### Directions
a – Could you transcribe the passage about internet hoaxes, starting at "Back in 2014, one" and ending at "Jay Hathaway wrote."?
b – Which people does the passage about internet hoaxes mention by name?
c – Can you take the passage about internet hoaxes further, picking up right after its last sentence?

### Document section
=== Section Start ===

However, the Internet has been circulating the picture for years thinking it's real, much to Heidi's dismay. She confessed in 2015 that the viral story has ruined her life and her career. "I realized the whole world was spreading it and in different languages," she told the BBC. "People actually thought it was real. Even my then-boyfriend's friends would ask about it."
Despite reports debunking the story, the picture still gets shared on social media even today.
The "f--K her right in the p---y" guy was just an Internet hoaxer.
Back in 2014, one of the most vulgar memes involved drunken men loudly shouting "F--k her right in the p---y!" during live news broadcasts. It was incredibly tasteless, annoying, and drove newscasters crazy. And to make matters worse, the meme was ignited by a hoax.
Internet jokester John Cain created a fake video of a man, dressed in a hoodie and sunglasses, grabbing a microphone from a reporter and screaming the offensive phrase during a live broadcast. Even Gawker at the time reported that the video was a hoax. "These videos are terrible 'viral' hoaxes, and you should ignore them until they go away," Jay Hathaway wrote.
But they didn't go away. For the rest of that year, drunken sports fans, 12-year-old boys, and college hooligans delighted themselves in shouting the phrase every time they saw a camera. So, in a way, even though the meme started off as a hoax, through its popularity it morphed into a bonafide real meme. But still — ew.

=== Section End ===

### Given information
=== Section Start ===

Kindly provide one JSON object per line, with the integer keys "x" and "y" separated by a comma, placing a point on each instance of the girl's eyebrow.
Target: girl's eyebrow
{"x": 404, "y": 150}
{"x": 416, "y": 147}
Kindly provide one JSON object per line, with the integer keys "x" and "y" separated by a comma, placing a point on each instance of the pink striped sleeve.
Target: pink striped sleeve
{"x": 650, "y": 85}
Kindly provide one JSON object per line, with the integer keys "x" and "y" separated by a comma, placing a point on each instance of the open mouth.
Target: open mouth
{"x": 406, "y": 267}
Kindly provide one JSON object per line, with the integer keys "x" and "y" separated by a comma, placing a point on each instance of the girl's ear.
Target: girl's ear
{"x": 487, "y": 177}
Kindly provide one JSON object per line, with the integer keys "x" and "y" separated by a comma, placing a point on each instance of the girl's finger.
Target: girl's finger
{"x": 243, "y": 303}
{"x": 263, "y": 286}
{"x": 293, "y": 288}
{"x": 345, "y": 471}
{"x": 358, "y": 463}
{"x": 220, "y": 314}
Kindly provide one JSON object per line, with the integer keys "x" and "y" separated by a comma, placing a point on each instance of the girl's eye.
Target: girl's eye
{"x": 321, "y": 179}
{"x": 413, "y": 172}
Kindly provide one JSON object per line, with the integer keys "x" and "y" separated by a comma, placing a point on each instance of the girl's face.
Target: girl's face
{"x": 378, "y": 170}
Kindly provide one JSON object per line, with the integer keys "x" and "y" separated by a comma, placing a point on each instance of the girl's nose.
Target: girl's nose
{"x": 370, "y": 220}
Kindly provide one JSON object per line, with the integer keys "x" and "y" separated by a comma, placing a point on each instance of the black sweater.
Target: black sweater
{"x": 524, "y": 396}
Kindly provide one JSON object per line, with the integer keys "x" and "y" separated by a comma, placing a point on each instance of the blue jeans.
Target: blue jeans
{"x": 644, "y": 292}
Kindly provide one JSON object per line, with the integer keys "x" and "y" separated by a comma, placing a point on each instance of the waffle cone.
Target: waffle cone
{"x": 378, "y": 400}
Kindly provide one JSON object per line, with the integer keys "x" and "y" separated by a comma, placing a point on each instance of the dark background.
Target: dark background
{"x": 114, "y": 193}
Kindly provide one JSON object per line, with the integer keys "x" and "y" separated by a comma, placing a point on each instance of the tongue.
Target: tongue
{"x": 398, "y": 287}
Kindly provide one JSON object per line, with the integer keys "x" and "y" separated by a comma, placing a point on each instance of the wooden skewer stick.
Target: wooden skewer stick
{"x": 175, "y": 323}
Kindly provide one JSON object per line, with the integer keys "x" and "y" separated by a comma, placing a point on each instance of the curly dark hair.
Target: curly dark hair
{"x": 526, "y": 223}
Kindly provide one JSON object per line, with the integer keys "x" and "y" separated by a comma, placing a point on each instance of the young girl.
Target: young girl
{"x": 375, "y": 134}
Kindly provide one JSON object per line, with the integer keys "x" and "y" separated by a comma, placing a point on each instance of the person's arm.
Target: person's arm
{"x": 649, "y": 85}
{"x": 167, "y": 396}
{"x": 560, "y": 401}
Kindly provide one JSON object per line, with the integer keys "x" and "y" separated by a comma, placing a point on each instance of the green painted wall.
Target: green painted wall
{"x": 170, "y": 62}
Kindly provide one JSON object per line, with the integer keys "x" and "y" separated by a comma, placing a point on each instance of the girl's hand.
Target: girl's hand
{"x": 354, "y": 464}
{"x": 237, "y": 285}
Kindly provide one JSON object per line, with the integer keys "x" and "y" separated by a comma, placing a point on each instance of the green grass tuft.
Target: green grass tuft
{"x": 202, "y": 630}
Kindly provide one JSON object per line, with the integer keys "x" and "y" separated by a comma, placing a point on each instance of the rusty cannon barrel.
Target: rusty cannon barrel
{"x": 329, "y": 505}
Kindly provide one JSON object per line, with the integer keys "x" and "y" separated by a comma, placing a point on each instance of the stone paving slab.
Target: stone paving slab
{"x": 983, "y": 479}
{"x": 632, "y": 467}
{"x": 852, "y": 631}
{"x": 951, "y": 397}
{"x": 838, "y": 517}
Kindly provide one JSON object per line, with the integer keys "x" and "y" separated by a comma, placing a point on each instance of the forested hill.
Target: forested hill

=== Section End ===

### Outputs for the tasks
a –
Back in 2014, one of the most vulgar memes involved drunken men loudly shouting "F--k her right in the p---y!" during live news broadcasts. It was incredibly tasteless, annoying, and drove newscasters crazy. And to make matters worse, the meme was ignited by a hoax.
Internet jokester John Cain created a fake video of a man, dressed in a hoodie and sunglasses, grabbing a microphone from a reporter and screaming the offensive phrase during a live broadcast. Even Gawker at the time reported that the video was a hoax. "These videos are terrible 'viral' hoaxes, and you should ignore them until they go away," Jay Hathaway wrote.

b – Heidi, John Cain, Jay Hathaway

c –
Japan never had a "cube-shaped-dog" craze.
Aww, although this was the most adorable viral story from 2015, this Japanese trend of owners trimming their dogs' hair so that they look like cubes was largely false. First of all, the pictures came from a Taiwanese grooming store, not from Japan. Secondly, all the pictures (all three of them) only came from that one shop, which hardly counts as some newfangled "craze" or "trend." Of course, that didn't stop sites like Boing Boing and MTV from running the story anyway. Unfortunately, it's just not true.
"Pizza Rat" was created by a performance artist.
Pizza rat, in case you forgot, was a little rat, captured on camera by comedian Mike Little, dragging a slice of pizza down the subway steps. It was probably the most New York meme ever created and spurred dozens of Halloween costumes and Internet jokes. However, as much as it pains us to write this, Pizza Rat was fake.
The whole thing was a hoax by performance artist Zardulu, who told The Washington Post that she trained the rat to carry the pizza down the steps. The anonymous artist also took credit for other viral stories, like "selfie rat" and "raccoon riding an alligator."
"In my art, I use highly trained rats to symbolize the shadow archetype and the subway as a symbol of our unconscious minds," Zardulu revealed to Gothamist in a bizarre video. "I trained a rat to drag a piece of pizza down the subway stairs. Why has this become one of the most prolific videos of our generation? I believe because it symbolically completes us by incorporating our shadow into our conscious minds."
Ooookay.
Viral photo of a teacher spying on her student was fake — duh.
Last year, Texas student Joseph Longoria tweeted this bizarre photo of his teacher spying on the class by hiding in the ceiling during an exam. "My teacher left the room during a test so we all started sharing answers," he tweeted. "Then I look up and she was staring right at me." The photo instantly went viral, but Joseph later told Buzzfeed News that he made the whole thing up.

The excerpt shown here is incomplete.